-- start of Records for this exercise --

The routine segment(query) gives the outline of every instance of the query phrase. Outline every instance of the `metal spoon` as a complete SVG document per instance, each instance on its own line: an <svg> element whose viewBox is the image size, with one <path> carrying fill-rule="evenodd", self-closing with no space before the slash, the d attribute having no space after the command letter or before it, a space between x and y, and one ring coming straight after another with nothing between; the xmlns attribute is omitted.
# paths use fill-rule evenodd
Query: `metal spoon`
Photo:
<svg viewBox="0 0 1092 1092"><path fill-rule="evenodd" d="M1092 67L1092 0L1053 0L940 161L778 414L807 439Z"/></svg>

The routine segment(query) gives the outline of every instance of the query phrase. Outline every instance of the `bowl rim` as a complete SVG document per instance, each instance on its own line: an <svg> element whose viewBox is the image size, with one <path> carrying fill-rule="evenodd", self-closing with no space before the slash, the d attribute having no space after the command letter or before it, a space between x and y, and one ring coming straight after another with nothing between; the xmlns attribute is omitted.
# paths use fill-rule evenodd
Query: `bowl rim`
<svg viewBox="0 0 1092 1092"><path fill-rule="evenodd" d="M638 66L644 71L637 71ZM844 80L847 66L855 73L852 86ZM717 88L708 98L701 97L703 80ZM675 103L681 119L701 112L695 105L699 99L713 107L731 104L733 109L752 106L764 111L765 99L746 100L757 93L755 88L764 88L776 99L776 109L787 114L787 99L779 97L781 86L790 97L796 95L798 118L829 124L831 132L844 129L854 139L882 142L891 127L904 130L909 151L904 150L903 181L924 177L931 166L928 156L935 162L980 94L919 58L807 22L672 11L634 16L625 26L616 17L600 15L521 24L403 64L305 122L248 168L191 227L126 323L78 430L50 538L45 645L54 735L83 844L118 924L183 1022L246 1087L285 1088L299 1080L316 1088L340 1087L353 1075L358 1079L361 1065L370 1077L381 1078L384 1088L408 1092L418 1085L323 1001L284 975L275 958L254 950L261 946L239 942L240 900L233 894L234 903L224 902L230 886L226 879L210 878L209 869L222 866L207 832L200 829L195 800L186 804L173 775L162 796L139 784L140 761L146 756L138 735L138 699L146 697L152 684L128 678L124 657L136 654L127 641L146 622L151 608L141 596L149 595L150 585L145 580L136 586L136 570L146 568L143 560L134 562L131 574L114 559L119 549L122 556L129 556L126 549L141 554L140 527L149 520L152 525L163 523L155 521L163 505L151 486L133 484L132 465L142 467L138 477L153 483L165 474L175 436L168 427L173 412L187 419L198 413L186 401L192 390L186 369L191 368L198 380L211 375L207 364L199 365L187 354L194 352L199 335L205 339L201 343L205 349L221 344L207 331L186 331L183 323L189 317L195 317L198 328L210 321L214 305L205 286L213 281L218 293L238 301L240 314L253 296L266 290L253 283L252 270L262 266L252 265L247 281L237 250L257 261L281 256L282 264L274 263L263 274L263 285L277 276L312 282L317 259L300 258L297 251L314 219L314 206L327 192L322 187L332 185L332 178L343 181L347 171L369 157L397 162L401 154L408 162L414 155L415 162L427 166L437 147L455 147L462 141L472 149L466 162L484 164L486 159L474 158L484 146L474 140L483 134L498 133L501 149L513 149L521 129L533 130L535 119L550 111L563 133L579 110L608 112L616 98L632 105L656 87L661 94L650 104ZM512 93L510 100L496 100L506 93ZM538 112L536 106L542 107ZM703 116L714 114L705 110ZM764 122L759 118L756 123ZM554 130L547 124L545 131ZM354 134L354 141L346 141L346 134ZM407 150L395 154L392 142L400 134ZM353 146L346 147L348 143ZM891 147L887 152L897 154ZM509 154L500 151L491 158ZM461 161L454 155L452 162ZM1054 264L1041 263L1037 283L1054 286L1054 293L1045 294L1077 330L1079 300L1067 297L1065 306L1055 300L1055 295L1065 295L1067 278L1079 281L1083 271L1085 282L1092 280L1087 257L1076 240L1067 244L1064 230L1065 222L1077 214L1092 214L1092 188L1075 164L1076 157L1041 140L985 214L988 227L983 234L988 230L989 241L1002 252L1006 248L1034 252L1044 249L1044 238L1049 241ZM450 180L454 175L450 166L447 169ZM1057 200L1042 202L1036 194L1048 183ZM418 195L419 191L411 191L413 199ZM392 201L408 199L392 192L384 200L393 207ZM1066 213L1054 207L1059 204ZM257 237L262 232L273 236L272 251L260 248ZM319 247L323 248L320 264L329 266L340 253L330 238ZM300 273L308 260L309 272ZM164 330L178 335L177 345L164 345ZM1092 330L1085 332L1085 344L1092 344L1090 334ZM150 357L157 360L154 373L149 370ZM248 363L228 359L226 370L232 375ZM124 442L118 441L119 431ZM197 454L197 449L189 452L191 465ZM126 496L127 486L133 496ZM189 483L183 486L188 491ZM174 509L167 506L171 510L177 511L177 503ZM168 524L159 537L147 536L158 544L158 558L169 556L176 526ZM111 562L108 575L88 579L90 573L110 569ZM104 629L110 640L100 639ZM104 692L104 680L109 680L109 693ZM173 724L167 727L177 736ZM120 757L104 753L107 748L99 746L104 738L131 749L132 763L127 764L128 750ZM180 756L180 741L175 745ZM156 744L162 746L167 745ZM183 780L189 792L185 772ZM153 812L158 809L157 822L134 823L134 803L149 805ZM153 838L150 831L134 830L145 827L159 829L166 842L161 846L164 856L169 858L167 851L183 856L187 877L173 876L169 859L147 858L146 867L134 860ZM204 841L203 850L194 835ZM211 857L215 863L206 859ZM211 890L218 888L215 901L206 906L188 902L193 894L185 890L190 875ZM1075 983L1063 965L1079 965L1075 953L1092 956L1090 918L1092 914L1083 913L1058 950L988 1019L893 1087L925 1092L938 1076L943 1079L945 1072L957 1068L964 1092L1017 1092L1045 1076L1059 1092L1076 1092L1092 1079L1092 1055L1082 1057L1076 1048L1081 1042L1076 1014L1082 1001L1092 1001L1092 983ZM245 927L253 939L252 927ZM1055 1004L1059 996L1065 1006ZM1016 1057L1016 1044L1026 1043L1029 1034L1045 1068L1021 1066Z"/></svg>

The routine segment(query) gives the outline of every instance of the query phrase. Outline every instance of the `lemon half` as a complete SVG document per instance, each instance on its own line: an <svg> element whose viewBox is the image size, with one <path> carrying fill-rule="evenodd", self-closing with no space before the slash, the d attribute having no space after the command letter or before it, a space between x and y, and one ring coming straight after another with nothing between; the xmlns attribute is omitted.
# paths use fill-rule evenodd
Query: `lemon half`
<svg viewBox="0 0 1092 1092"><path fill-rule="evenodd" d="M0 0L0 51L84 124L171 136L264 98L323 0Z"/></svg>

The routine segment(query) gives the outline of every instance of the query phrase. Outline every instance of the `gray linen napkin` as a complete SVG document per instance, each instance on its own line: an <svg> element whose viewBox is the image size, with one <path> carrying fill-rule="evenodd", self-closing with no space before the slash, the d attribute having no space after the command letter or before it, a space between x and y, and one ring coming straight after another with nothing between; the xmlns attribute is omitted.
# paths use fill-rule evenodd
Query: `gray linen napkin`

-- end of Records for this exercise --

• _What is asked_
Reproduce every line of the data above verbatim, with no changes of any kind.

• _Exercise answer_
The routine segment(query) gives the outline of every instance of the query phrase. Outline every instance of the `metal spoon` as a complete SVG document per instance, each instance on its own line: an <svg> element whose viewBox is the image size, with one <path> carrying fill-rule="evenodd", self-closing with no space before the slash, the d attribute having no space after the command letter or before it, a space between x and y, and one ring coming straight after another with nothing between; the xmlns attribute is omitted.
# paths use fill-rule evenodd
Query: `metal spoon`
Photo:
<svg viewBox="0 0 1092 1092"><path fill-rule="evenodd" d="M1092 67L1092 0L1053 0L940 161L778 414L807 439Z"/></svg>

The routine segment(query) gives the outline of every instance of the query phrase. Outline every instance of the `bowl rim` as a complete SVG document per instance, each instance on its own line: an <svg> element whose viewBox is the image size, with one <path> carrying fill-rule="evenodd", self-closing with no space before the slash, the d attribute having no space after the command letter or before it, a space between x and y, and one ring coming straight after another with nothing between; the xmlns attribute is omitted.
# paths use fill-rule evenodd
Query: `bowl rim`
<svg viewBox="0 0 1092 1092"><path fill-rule="evenodd" d="M638 66L644 71L637 71ZM844 80L847 66L855 73L852 86ZM717 88L708 98L701 97L703 80ZM675 103L681 119L701 112L695 105L699 99L713 107L731 104L733 109L752 106L764 111L765 99L746 100L757 93L755 88L764 88L776 99L776 109L787 114L787 99L779 97L781 86L790 97L796 95L798 118L829 124L831 132L844 129L854 139L882 142L891 127L904 130L909 151L904 150L903 181L924 177L931 166L928 156L935 162L980 94L919 58L807 22L672 11L634 16L625 26L616 17L600 15L521 24L403 64L305 122L248 168L191 227L126 323L78 430L50 538L45 645L54 735L83 844L118 924L183 1022L246 1087L285 1088L299 1080L316 1088L340 1087L353 1075L358 1079L361 1065L370 1077L381 1078L384 1088L408 1092L418 1085L323 1001L284 975L275 958L254 950L261 946L239 942L240 900L233 894L234 903L224 902L230 886L226 879L210 878L209 869L222 866L207 832L200 829L195 800L186 804L173 775L162 796L139 784L140 761L146 756L138 735L138 699L146 697L152 684L128 678L124 657L136 654L127 641L146 622L151 608L141 596L149 595L150 585L145 580L136 586L136 570L146 568L143 560L134 562L131 574L114 559L119 549L122 556L129 556L126 549L141 554L140 527L149 520L152 525L163 523L155 521L163 505L151 486L133 484L132 465L142 467L138 477L153 483L165 474L175 436L168 427L173 412L187 419L198 413L186 401L192 390L186 369L191 368L198 380L211 375L207 364L199 365L187 354L194 352L199 335L205 339L201 343L205 349L221 344L207 331L186 331L183 323L189 317L195 317L198 328L210 321L214 305L205 286L213 281L218 293L238 301L240 314L253 296L266 290L253 283L252 270L262 266L252 265L247 281L237 250L257 261L281 256L282 264L274 263L263 274L263 285L277 276L312 282L317 259L300 258L297 251L314 219L314 206L327 192L322 187L332 185L332 178L343 181L347 171L369 157L397 162L401 154L408 162L414 155L415 162L427 166L437 147L455 147L462 141L472 149L466 162L484 164L486 159L474 158L484 146L474 140L483 134L498 133L501 149L513 149L521 129L533 130L535 119L550 111L563 133L579 110L608 112L616 98L632 105L656 87L661 94L650 104ZM512 93L510 100L496 100L506 93ZM538 112L536 106L542 107ZM703 116L714 114L705 110ZM764 122L759 118L756 123ZM554 130L547 124L545 131ZM354 134L354 141L346 141L346 134ZM407 150L395 154L392 142L400 134ZM353 146L346 147L348 143ZM891 147L887 152L897 154ZM509 154L500 151L491 158ZM461 161L454 155L452 162ZM1054 264L1041 263L1037 283L1054 286L1054 293L1045 294L1077 330L1079 300L1067 297L1065 306L1055 300L1055 295L1065 295L1067 278L1079 281L1083 271L1085 282L1092 280L1087 257L1076 240L1067 244L1064 230L1065 222L1077 214L1092 214L1092 188L1075 164L1076 157L1041 140L985 214L988 227L983 234L988 230L989 241L1002 252L1006 248L1034 252L1044 249L1044 238L1049 241ZM450 180L454 175L450 166L447 169ZM1057 200L1042 202L1036 194L1048 183ZM418 195L419 191L411 191L413 199ZM392 201L408 199L392 192L384 200L393 207ZM1066 213L1054 207L1059 204ZM257 237L262 232L273 236L272 251L260 248ZM319 247L323 248L320 264L329 266L340 253L330 238ZM300 273L308 260L309 272ZM164 330L178 335L177 345L164 345ZM1092 330L1085 332L1085 344L1092 344L1090 334ZM150 357L157 360L154 373L149 370ZM248 363L228 359L226 370L232 375ZM124 442L118 441L119 431ZM197 454L197 449L189 452L191 465ZM126 496L127 486L133 496ZM189 483L183 486L188 491ZM174 509L167 506L171 510L177 511L177 503ZM168 524L159 537L147 536L158 544L158 558L169 556L176 526ZM111 562L108 575L88 579L90 573L110 569ZM104 629L110 640L100 639ZM104 692L104 680L109 680L109 693ZM173 724L167 727L177 736ZM120 757L104 753L107 748L99 746L104 738L131 749L132 763L127 764L128 750ZM180 756L180 741L175 745ZM156 744L162 746L167 745ZM183 780L189 792L185 772ZM153 812L158 809L157 822L134 823L134 803L149 805ZM153 838L150 831L134 830L145 827L159 829L166 842L161 846L164 856L169 858L167 851L183 856L187 877L173 876L169 859L147 858L146 867L134 860ZM204 841L203 850L194 835ZM211 857L215 863L206 859ZM211 890L218 888L215 901L206 906L188 902L193 894L185 890L190 875ZM1075 983L1063 965L1079 965L1075 953L1092 956L1090 918L1092 914L1083 913L1058 950L988 1019L893 1087L925 1092L938 1076L943 1079L945 1072L957 1068L964 1092L1017 1092L1045 1076L1059 1092L1076 1092L1092 1079L1092 1055L1082 1057L1076 1048L1081 1042L1076 1014L1082 1001L1092 1001L1092 983ZM245 927L253 939L252 927ZM1055 1004L1059 996L1065 1006ZM1016 1057L1016 1044L1026 1043L1029 1034L1045 1068L1021 1066Z"/></svg>

The routine segment(query) gives the outline of every instance of the query phrase. Outline every instance of the `lemon half` as a complete SVG document per instance, each instance on its own line: an <svg> element whose viewBox is the image size, with one <path> carrying fill-rule="evenodd", self-closing with no space before the slash, the d attribute having no space after the command letter or before it, a space between x and y, and one ring coming straight after another with nothing between; the xmlns attribute is omitted.
# paths use fill-rule evenodd
Query: `lemon half`
<svg viewBox="0 0 1092 1092"><path fill-rule="evenodd" d="M0 0L0 51L84 124L171 136L264 98L323 0Z"/></svg>

The routine segment(query) gives the outline of every instance of the query phrase. Outline every instance of the `gray linen napkin` as a complete SVG document per instance, each instance on its own line: an <svg> element whose viewBox is the image size, with one <path> carrying fill-rule="evenodd", self-closing with no space before the slash, the d attribute having no space after the command letter or before it, a space between x and y, and one ring coming straight after another with nothing between; the xmlns attribute is omitted.
# paths use fill-rule evenodd
Query: `gray linen napkin`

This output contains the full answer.